課題: 杉浦氏についての記事から、「企画展では、台湾の廟文化にも」から「ばうれしい」と期待している。」までの部分を一字も変えずに書き写してください。

杉浦氏をまつっている台南市の「鎮安堂飛虎将軍廟(ちんあんどうひこしょうぐんびょう)」に注目し、その生涯を紹介する。同館の担当者は「杉浦氏が現代まで残した台湾とのつながりを感じてほしい」と話している。
台湾の人々が名づけた「飛虎将軍」という杉浦氏の呼び名は、その死にざまに由来する。
1944(昭和19)年10月、杉浦氏は、零戦パイロットとして台南市上空で米軍機と交戦中に被弾した。集落への墜落を避けるため郊外まで操縦して脱出、落下傘で降下したところで米軍機の機銃掃射を浴び、20歳の若さで戦死した。
死が迫る中で住民の命を守ろうとした杉浦氏をたたえ、地元の有志らは71(昭和46)年にほこらを建て、93(平成5)年に約160平方メートルの廟に建て直した。現在も「守り神」として手厚くまつられ、旅行者も多く訪れているという。
企画展では、台湾の廟文化にも触れながら、杉浦氏の生涯や、戦後の台南市と茨城県の交流の歩みをパネルなどで伝える。杉浦氏について記述した台湾の教科書や、親族の協力を得て杉浦氏の軍歴をまとめた一覧表なども展示する。
笠間市は、県内の市町村で初めて「台湾交流事務所」を台北市に設置するなど、台湾との関係強化に力を入れている。筑波海軍航空隊記念館の担当者は「企画展が、台湾との交流を深めるための力添えになればうれしい」と期待している。

提供資料:
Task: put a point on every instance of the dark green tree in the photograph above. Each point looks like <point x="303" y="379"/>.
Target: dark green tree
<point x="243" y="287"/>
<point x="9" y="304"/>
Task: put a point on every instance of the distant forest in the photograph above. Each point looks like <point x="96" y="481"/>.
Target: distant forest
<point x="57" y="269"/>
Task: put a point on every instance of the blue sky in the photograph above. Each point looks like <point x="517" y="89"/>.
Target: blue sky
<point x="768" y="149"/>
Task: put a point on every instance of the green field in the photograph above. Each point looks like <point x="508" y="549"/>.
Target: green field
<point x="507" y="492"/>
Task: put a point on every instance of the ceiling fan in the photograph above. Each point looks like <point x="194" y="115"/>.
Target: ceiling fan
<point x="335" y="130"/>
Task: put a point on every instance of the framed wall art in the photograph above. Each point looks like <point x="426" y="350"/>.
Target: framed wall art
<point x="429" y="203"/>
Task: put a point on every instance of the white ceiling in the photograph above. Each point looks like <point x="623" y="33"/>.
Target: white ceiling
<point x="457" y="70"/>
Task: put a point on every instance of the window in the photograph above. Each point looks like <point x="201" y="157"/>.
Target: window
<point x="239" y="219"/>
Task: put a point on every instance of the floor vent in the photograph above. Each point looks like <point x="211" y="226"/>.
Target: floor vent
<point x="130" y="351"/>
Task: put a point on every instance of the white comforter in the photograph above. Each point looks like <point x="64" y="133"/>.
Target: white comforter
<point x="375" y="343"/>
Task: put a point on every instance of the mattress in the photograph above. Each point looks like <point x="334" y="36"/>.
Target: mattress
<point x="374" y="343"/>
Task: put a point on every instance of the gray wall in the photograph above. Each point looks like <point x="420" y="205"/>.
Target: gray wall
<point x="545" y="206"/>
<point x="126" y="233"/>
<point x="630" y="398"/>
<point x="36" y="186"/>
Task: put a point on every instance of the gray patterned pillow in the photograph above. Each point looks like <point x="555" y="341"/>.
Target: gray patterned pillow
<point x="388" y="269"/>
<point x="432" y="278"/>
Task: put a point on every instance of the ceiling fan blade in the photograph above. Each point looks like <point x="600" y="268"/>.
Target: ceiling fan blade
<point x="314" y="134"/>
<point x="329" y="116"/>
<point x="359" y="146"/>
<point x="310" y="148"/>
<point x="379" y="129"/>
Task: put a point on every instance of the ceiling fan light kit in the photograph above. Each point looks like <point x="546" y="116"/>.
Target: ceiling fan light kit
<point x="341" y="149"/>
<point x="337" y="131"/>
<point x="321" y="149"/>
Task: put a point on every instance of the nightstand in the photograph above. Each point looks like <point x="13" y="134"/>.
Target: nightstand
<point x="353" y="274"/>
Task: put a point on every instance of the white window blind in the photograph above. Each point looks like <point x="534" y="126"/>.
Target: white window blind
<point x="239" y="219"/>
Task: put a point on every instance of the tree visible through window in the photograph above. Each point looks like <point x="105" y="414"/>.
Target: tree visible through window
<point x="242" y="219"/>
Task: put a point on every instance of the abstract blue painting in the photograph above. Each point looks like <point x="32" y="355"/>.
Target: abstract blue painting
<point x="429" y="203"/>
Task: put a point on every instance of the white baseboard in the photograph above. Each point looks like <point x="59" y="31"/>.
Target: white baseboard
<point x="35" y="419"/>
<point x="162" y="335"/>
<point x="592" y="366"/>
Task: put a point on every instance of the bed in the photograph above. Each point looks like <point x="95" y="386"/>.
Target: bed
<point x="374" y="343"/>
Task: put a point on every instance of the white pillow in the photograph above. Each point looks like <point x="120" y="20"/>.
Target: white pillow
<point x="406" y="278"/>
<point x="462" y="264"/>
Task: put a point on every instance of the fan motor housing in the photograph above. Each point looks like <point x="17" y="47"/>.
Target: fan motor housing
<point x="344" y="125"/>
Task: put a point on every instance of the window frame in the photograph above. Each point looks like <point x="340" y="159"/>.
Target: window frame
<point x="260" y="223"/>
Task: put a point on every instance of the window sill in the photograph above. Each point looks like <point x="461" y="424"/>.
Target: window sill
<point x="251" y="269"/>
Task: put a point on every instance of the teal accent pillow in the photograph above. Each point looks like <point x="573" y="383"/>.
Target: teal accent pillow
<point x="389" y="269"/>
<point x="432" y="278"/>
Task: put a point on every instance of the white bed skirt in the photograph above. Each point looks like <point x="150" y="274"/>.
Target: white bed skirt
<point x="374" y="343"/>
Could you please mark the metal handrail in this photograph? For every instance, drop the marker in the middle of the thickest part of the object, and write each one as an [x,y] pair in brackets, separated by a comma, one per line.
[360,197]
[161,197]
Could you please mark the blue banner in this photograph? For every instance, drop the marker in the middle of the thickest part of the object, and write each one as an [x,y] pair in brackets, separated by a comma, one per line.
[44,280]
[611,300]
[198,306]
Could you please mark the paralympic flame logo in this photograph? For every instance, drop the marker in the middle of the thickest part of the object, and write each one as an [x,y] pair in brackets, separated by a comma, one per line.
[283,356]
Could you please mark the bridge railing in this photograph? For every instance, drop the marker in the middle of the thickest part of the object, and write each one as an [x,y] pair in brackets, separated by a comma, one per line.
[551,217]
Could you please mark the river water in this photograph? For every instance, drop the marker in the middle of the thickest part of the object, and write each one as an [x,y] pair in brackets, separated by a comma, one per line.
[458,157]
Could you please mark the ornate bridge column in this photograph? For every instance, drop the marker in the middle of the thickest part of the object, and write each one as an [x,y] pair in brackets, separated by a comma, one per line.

出力結果:
企画展では、台湾の廟文化にも触れながら、杉浦氏の生涯や、戦後の台南市と茨城県の交流の歩みをパネルなどで伝える。杉浦氏について記述した台湾の教科書や、親族の協力を得て杉浦氏の軍歴をまとめた一覧表なども展示する。
笠間市は、県内の市町村で初めて「台湾交流事務所」を台北市に設置するなど、台湾との関係強化に力を入れている。筑波海軍航空隊記念館の担当者は「企画展が、台湾との交流を深めるための力添えになればうれしい」と期待している。